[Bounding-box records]
** start **
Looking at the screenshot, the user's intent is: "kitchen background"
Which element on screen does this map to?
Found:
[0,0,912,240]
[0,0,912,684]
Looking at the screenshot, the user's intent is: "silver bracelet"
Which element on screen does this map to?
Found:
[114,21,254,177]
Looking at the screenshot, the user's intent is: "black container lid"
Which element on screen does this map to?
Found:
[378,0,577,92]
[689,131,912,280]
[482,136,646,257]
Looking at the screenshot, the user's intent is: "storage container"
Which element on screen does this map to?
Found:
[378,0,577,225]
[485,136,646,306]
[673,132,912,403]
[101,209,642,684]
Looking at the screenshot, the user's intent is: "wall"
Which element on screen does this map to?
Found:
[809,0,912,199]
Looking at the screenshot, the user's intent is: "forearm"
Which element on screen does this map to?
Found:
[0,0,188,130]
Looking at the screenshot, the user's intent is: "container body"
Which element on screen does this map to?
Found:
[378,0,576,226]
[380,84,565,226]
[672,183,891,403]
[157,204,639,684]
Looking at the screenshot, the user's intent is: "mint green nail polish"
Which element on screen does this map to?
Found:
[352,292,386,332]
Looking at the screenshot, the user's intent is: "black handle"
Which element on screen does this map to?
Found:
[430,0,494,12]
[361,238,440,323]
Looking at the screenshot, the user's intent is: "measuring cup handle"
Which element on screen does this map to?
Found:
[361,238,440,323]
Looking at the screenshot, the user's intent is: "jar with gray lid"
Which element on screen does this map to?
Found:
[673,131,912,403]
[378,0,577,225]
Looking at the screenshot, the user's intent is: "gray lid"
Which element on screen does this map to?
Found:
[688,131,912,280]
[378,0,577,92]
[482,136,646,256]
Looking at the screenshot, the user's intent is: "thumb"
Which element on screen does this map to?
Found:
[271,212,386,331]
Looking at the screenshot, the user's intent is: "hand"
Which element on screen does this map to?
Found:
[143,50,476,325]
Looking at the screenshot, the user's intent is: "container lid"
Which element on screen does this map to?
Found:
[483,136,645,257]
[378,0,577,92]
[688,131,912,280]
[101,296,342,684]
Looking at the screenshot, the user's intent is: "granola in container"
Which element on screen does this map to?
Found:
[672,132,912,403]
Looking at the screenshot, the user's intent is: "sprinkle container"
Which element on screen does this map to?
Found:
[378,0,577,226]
** end **
* WRITTEN REQUEST:
Locate every line in the rows above that contains the word "gray", and copy each of those lines. Case counts.

* ANSWER TO THIS TASK:
Looking at the screenshot, the user's intent is: "jar with gray lid"
Looking at the screenshot, the user's intent is: "gray lid"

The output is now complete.